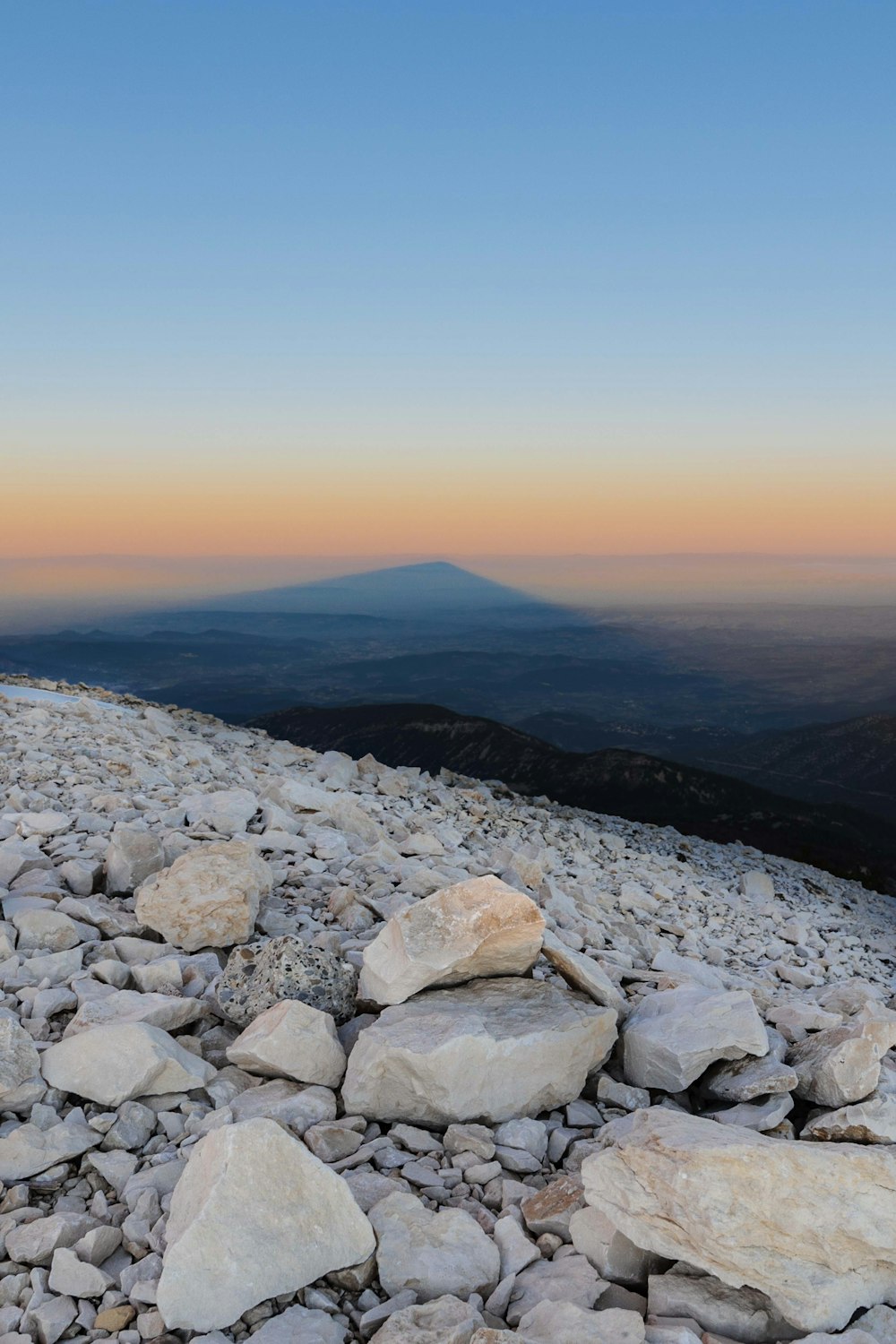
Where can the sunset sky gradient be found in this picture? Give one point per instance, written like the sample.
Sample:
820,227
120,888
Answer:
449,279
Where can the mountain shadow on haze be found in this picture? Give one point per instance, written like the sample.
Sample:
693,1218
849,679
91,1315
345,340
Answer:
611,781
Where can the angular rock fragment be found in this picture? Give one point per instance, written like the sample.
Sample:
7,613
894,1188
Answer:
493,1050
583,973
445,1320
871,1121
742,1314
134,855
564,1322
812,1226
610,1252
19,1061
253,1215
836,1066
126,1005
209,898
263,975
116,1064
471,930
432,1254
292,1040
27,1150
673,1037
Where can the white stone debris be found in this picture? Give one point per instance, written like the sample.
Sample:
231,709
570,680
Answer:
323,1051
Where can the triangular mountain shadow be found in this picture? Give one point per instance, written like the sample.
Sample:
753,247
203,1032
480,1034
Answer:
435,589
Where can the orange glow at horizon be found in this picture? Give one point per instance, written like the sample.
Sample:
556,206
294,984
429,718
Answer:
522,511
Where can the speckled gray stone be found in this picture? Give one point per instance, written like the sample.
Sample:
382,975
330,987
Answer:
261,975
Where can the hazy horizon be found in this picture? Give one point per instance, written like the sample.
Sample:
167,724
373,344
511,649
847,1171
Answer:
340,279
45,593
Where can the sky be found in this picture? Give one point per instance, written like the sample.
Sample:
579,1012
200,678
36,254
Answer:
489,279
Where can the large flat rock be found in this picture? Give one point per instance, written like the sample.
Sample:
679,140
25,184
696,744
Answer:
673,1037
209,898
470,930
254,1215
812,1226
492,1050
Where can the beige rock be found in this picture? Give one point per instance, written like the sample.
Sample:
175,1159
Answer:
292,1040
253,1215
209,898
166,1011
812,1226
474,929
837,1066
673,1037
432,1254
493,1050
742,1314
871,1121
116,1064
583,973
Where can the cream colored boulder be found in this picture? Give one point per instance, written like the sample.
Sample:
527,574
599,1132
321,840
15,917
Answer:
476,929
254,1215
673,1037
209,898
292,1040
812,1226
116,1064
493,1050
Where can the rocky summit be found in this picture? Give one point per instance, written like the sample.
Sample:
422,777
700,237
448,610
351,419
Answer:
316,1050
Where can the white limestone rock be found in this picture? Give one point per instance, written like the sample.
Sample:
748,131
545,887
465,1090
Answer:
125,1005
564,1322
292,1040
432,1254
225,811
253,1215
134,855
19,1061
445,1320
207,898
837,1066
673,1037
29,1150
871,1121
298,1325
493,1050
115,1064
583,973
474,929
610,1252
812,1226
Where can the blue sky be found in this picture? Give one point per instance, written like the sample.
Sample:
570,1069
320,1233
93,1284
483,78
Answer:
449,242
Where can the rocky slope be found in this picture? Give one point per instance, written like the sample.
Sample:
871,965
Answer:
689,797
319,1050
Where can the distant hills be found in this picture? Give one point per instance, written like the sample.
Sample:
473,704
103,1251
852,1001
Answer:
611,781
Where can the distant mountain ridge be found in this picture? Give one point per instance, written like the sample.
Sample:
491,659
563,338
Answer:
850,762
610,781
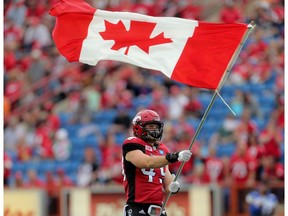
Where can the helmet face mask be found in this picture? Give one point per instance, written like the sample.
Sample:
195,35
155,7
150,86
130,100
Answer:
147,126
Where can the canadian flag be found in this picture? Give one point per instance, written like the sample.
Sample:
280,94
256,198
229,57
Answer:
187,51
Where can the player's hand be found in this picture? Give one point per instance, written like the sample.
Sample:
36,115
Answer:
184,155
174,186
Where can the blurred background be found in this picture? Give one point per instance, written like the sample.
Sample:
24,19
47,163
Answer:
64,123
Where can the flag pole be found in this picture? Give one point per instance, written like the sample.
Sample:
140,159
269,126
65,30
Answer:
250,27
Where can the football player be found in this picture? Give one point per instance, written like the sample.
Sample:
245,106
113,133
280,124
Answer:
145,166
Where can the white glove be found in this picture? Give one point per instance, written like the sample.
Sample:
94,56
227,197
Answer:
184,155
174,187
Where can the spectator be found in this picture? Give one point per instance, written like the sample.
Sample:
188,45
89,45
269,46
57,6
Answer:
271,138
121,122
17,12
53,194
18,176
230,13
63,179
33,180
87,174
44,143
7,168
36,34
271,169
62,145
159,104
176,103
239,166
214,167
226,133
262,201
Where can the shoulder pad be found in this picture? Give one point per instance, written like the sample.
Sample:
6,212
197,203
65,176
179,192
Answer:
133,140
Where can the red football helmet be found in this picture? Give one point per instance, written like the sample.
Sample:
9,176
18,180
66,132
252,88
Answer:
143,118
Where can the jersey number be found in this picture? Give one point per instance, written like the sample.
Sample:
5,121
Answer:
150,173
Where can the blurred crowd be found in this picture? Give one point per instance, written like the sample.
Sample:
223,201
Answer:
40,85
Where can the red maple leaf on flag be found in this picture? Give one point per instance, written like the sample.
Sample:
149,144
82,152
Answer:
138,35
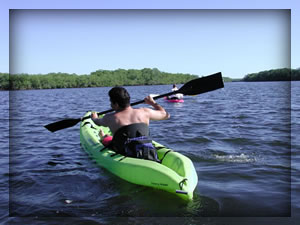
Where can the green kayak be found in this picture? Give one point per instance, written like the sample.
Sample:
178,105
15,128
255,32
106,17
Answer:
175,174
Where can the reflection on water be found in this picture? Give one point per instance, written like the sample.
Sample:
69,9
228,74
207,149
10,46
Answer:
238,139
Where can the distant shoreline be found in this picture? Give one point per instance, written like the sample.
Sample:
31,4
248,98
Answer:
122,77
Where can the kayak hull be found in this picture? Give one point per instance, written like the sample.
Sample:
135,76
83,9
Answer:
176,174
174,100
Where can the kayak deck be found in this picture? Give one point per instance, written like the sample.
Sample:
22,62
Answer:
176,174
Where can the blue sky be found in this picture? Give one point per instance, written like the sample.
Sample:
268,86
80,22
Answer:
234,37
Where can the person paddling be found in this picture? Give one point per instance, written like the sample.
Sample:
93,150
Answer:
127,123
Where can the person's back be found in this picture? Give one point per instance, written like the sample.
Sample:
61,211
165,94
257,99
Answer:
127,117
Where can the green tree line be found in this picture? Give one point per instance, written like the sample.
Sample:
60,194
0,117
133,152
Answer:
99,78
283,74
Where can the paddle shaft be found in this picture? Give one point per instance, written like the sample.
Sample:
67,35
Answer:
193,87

===============

Brief:
Format the material above as a JSON list of strings, with one string for each line and no blank lines. Leave the pictures out of the list.

Expected answer:
[
  "Where can the sunset sky gradient be found in this picture? Give one point per instance, written like the sample.",
  "Sample:",
  "820,227",
  "120,888",
  "Answer:",
  "449,279",
  "Where can the mountain shadow on haze be found in this picture? Give one point per instance, written like the sample.",
  "Sample:",
  "693,1218",
  "849,679",
  "91,1315",
  "345,340",
  "Answer:",
  "611,781",
  "Where can the angular rock fragment be found in this picture? Give one point per instance, written like the sample.",
  "Sample:",
  "7,613",
  "894,1188",
  "Answer:",
  "493,1050",
  "583,973",
  "445,1320",
  "871,1121",
  "742,1314",
  "134,855",
  "564,1322",
  "812,1226",
  "610,1252",
  "19,1061",
  "253,1215",
  "836,1066",
  "126,1005",
  "209,898",
  "263,975",
  "116,1064",
  "471,930",
  "432,1254",
  "292,1040",
  "27,1150",
  "673,1037",
  "Where can the white stone debris be found in this picture? Give one point per instance, written like the sample.",
  "Sample:",
  "231,709",
  "570,680",
  "Answer:",
  "323,1051",
  "Where can the triangular mountain shadow be found in this picture? Give one point per instance, written like the sample.",
  "Sample:",
  "753,247",
  "203,1032",
  "480,1034",
  "Answer:",
  "435,589",
  "Where can the orange glow at horizon be found in this picture? Give one point per instance, written like the sample.",
  "Sample:",
  "556,206",
  "294,984",
  "429,718",
  "Answer:",
  "522,511",
  "Where can the speckled gray stone be found in this picture? Give one point per instance, written like the sample.",
  "Sample:",
  "382,975",
  "330,987",
  "Answer:",
  "261,975",
  "Where can the hazy horizon be found in this picture? Give one point per instance, written like the sample.",
  "Sample:",
  "167,724",
  "373,344",
  "511,649",
  "847,1171",
  "Answer:",
  "340,279",
  "45,593",
  "Where can the sky be found in this picture? Give one point per instance, written like the sample.",
  "Sample:",
  "579,1012",
  "200,678",
  "36,254",
  "Answer:",
  "489,279",
  "Where can the large flat rock be found in this picture? Give one point per instance, written like the sample.",
  "Sample:",
  "679,140",
  "25,184",
  "696,744",
  "Answer:",
  "673,1037",
  "209,898",
  "470,930",
  "254,1215",
  "812,1226",
  "492,1050",
  "Where can the beige rock be found in this picture? Give one point per instance, written like the sample.",
  "Sample:",
  "175,1159",
  "Answer:",
  "292,1040",
  "253,1215",
  "209,898",
  "166,1011",
  "812,1226",
  "474,929",
  "837,1066",
  "673,1037",
  "432,1254",
  "493,1050",
  "742,1314",
  "871,1121",
  "116,1064",
  "583,973",
  "Where can the cream colored boulder be found in this picture? Give one point per instance, written like the sample.",
  "Sample:",
  "527,574",
  "599,1132",
  "321,840",
  "15,917",
  "Answer:",
  "476,929",
  "254,1215",
  "673,1037",
  "209,898",
  "292,1040",
  "812,1226",
  "116,1064",
  "493,1050",
  "Where can the rocky summit be found in this picture? Give one point per instance, written like the sample.",
  "Sample:",
  "422,777",
  "700,237",
  "448,610",
  "351,419",
  "Answer:",
  "316,1050",
  "Where can the white limestone rock be found in this picture? Give one point per instance, written like the sample.",
  "Sample:",
  "748,131",
  "545,887",
  "465,1090",
  "Answer:",
  "125,1005",
  "564,1322",
  "292,1040",
  "432,1254",
  "225,811",
  "253,1215",
  "134,855",
  "19,1061",
  "445,1320",
  "207,898",
  "837,1066",
  "673,1037",
  "29,1150",
  "871,1121",
  "298,1325",
  "493,1050",
  "115,1064",
  "583,973",
  "474,929",
  "610,1252",
  "812,1226",
  "Where can the blue sky be found in this picture? Give one point per instance, written like the sample.",
  "Sample:",
  "570,1069",
  "320,1233",
  "93,1284",
  "483,78",
  "Answer:",
  "449,242",
  "Where can the rocky slope be found in this picture? Give one point per instance, written like the sample.",
  "Sample:",
  "871,965",
  "Answer:",
  "689,797",
  "319,1050",
  "Where can the distant hills be found in this picture? Give one point per instance, written like the sample.",
  "Sample:",
  "473,704",
  "103,1251",
  "852,1001",
  "Answer:",
  "611,781",
  "Where can the distant mountain ridge be found in this picture? Give one point per instance, written like the sample.",
  "Sample:",
  "491,659",
  "563,338",
  "Answer:",
  "850,762",
  "610,781",
  "Where can the helmet face mask be found in this picture? Give one point per instance, written like the sample.",
  "Sample:",
  "195,35",
  "155,7",
  "150,86",
  "130,100",
  "Answer:",
  "147,126",
  "Where can the canadian flag be found in this picture? Give one point per instance, written like the sample.",
  "Sample:",
  "280,94",
  "256,198",
  "229,57",
  "Answer:",
  "187,51",
  "Where can the player's hand be found in this picture? Give one point per instance, written like the sample.",
  "Sample:",
  "36,115",
  "Answer:",
  "184,155",
  "174,186",
  "Where can the blurred background be found in this picture? Give one point per instance, written like the sample.",
  "Sample:",
  "24,19",
  "47,163",
  "Answer:",
  "64,123",
  "Where can the flag pole be found in this picture? Give one point per instance, written like the sample.",
  "Sample:",
  "140,159",
  "269,126",
  "65,30",
  "Answer:",
  "250,27",
  "Where can the football player be found in this picture? Give one point per instance, written like the sample.",
  "Sample:",
  "245,106",
  "113,133",
  "280,124",
  "Answer:",
  "145,166",
  "Where can the white glove be found in this picture? Give one point per instance, written like the sample.",
  "Sample:",
  "94,56",
  "227,197",
  "Answer:",
  "184,155",
  "174,187",
  "Where can the spectator be found in this picture? Give one point per instance, written like the sample.",
  "Sample:",
  "188,45",
  "89,45",
  "269,46",
  "57,6",
  "Answer:",
  "271,138",
  "121,122",
  "17,12",
  "53,194",
  "18,176",
  "230,13",
  "63,179",
  "33,180",
  "87,174",
  "44,143",
  "7,168",
  "36,34",
  "271,169",
  "62,145",
  "159,104",
  "176,103",
  "239,166",
  "214,167",
  "226,133",
  "262,201",
  "Where can the shoulder pad be found in this picture? Give one point per instance, written like the sample.",
  "Sample:",
  "6,212",
  "197,203",
  "65,176",
  "179,192",
  "Answer:",
  "133,140",
  "Where can the red football helmet be found in this picture? Give one point per instance, written like the sample.",
  "Sample:",
  "9,176",
  "18,180",
  "66,132",
  "252,88",
  "Answer:",
  "143,118",
  "Where can the jersey number be found in this picture? Give one point per instance, written like the sample.",
  "Sample:",
  "5,121",
  "Answer:",
  "150,173",
  "Where can the blurred crowd be found in this picture? Give one point per instance, written like the sample.",
  "Sample:",
  "223,201",
  "Answer:",
  "40,85",
  "Where can the red maple leaf on flag be found in this picture? Give one point per instance, written like the sample.",
  "Sample:",
  "149,144",
  "82,152",
  "Answer:",
  "138,35",
  "Where can the green kayak be found in this picture? Give one point per instance, written like the sample.",
  "Sample:",
  "178,105",
  "15,128",
  "255,32",
  "106,17",
  "Answer:",
  "175,174",
  "Where can the reflection on water be found in this picture? Give one point per instance, written like the sample.",
  "Sample:",
  "69,9",
  "228,74",
  "207,149",
  "10,46",
  "Answer:",
  "238,139",
  "Where can the distant shoreline be found in this picture? Give one point per instance, written like the sample.",
  "Sample:",
  "31,4",
  "248,98",
  "Answer:",
  "122,77",
  "Where can the kayak hull be found in this picture? Give one point per instance, written like the sample.",
  "Sample:",
  "135,76",
  "83,9",
  "Answer:",
  "176,174",
  "174,100",
  "Where can the kayak deck be found in this picture? Give one point per instance, written like the sample.",
  "Sample:",
  "22,62",
  "Answer:",
  "176,174",
  "Where can the blue sky be found in this picture? Give one point per instance, written like the sample.",
  "Sample:",
  "268,86",
  "80,22",
  "Answer:",
  "234,37",
  "Where can the person paddling be found in this picture? Give one point per instance, written like the sample.",
  "Sample:",
  "93,150",
  "Answer:",
  "127,123",
  "Where can the person's back be found in this picture? Give one point per instance, written like the sample.",
  "Sample:",
  "61,211",
  "165,94",
  "257,99",
  "Answer:",
  "127,117",
  "Where can the green tree line be found in this picture? Give one point per instance, written like the sample.",
  "Sample:",
  "60,194",
  "0,117",
  "133,152",
  "Answer:",
  "99,78",
  "283,74",
  "Where can the paddle shaft be found in this picture? Give one point per instance, written like the sample.",
  "Sample:",
  "67,35",
  "Answer:",
  "193,87"
]